Everything from the line with "Question. Identify every instance of the central" to the end of the entries should be set down exactly, except the pictures.

-------- RECORDS SUPPLIED

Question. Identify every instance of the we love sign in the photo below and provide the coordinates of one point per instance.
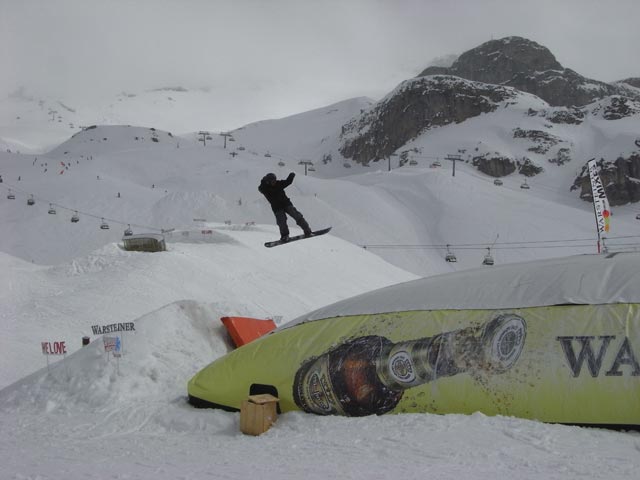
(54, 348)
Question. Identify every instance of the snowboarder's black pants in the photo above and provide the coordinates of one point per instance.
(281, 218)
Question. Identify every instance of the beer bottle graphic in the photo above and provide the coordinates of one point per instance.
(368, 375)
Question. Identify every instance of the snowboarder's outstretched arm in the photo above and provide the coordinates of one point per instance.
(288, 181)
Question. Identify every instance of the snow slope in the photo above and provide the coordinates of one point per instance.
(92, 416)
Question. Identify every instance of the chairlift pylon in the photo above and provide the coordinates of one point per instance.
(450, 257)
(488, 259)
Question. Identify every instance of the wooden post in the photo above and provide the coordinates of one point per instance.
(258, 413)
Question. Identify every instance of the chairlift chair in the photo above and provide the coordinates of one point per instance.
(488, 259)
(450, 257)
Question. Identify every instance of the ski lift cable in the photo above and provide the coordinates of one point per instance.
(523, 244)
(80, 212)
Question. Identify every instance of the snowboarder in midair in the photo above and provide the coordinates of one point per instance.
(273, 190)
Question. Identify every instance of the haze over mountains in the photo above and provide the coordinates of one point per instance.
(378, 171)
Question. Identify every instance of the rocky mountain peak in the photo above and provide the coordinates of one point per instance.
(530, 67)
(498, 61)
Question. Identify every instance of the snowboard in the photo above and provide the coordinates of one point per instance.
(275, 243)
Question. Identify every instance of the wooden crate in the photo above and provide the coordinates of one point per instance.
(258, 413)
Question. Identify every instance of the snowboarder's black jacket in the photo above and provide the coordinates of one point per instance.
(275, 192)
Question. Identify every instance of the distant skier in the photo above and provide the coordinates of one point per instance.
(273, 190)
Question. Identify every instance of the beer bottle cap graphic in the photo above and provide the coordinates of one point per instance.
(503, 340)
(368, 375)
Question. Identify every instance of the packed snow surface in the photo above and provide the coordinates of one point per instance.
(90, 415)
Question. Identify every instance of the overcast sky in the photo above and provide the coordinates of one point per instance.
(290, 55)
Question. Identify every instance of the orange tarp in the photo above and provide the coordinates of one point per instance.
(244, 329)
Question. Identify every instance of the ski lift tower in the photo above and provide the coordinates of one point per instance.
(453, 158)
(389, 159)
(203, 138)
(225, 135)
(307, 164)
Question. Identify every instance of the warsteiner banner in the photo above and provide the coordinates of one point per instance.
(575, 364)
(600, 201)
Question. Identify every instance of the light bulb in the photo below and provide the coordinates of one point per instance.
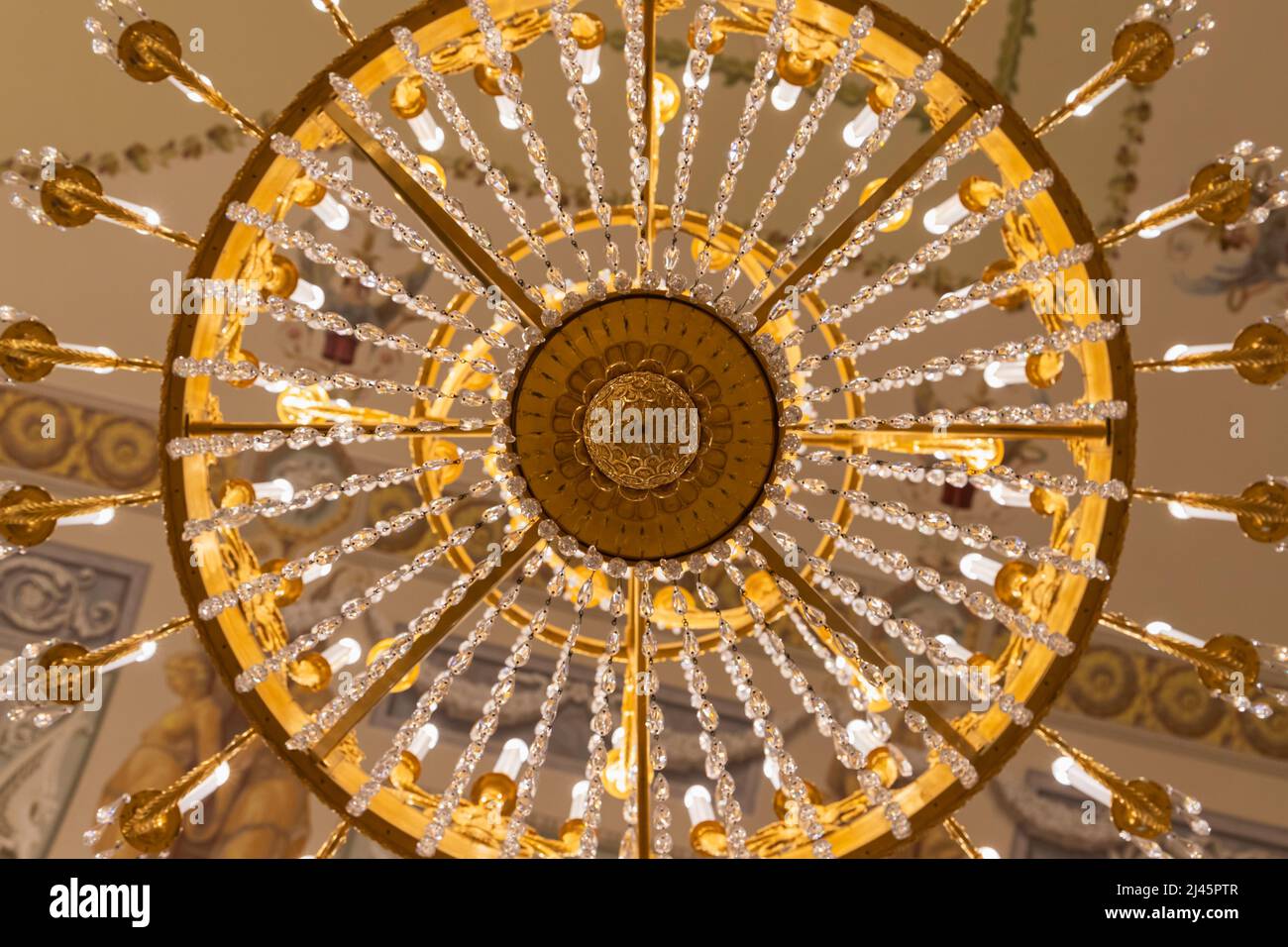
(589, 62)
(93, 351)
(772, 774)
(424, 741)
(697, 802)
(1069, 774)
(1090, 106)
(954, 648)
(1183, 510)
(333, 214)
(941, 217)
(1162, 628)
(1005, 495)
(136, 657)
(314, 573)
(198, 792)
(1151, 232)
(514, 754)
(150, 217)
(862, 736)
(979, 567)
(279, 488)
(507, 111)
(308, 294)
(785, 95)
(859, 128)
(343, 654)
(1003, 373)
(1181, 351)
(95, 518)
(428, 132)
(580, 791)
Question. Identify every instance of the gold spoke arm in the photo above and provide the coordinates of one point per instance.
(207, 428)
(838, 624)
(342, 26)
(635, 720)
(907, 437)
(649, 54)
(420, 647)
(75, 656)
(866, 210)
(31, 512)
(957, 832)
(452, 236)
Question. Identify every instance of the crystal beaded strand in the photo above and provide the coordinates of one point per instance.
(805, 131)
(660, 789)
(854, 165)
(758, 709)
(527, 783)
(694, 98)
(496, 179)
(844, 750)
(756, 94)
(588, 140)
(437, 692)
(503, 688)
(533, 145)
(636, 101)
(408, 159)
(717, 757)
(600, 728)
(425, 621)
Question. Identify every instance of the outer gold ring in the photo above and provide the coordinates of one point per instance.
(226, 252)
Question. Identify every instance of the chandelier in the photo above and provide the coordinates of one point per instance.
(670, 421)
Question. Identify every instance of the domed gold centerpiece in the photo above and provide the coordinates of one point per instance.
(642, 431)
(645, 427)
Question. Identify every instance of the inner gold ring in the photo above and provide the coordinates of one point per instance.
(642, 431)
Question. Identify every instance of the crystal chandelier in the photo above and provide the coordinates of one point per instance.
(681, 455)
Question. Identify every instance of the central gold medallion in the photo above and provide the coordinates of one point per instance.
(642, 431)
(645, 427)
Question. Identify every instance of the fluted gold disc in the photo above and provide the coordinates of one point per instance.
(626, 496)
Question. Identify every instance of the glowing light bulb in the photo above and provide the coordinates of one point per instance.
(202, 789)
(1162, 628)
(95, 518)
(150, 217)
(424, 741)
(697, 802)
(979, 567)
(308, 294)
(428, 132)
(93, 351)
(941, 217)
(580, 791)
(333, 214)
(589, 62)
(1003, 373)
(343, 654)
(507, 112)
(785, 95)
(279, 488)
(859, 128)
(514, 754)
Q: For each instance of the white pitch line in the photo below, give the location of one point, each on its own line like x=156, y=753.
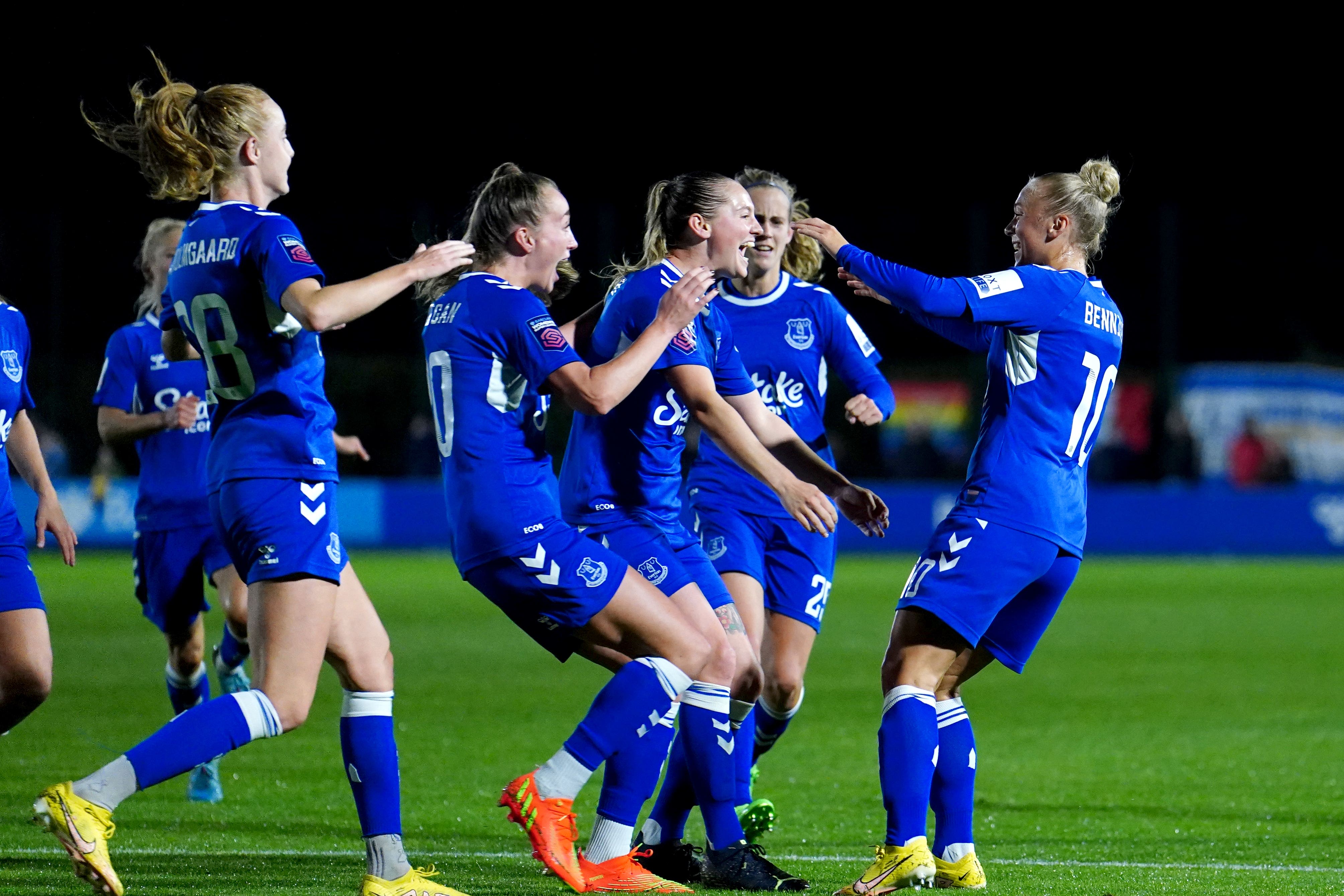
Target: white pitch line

----------------

- [THE COMPLETED TASK]:
Question. Identify every instance of the central gold medallion in the photo above and provide the coordinates of one point per instance.
(642, 431)
(645, 427)
Question. Identify every instance of the fluted gold disc in the photo above and provide the coordinates of one point per instance.
(626, 496)
Question. Identify every instance of the glowing light bulb in the photo above and provide the coordinates of one point per instance.
(202, 789)
(1162, 628)
(95, 518)
(150, 217)
(424, 741)
(697, 802)
(979, 567)
(308, 294)
(428, 132)
(93, 351)
(941, 217)
(580, 791)
(333, 214)
(589, 62)
(1003, 373)
(343, 654)
(507, 112)
(785, 95)
(279, 488)
(859, 128)
(514, 754)
Q: For each instance of the white pitch line in the photo below, give the location of one point, each on its own line like x=156, y=753.
Target: white pitch line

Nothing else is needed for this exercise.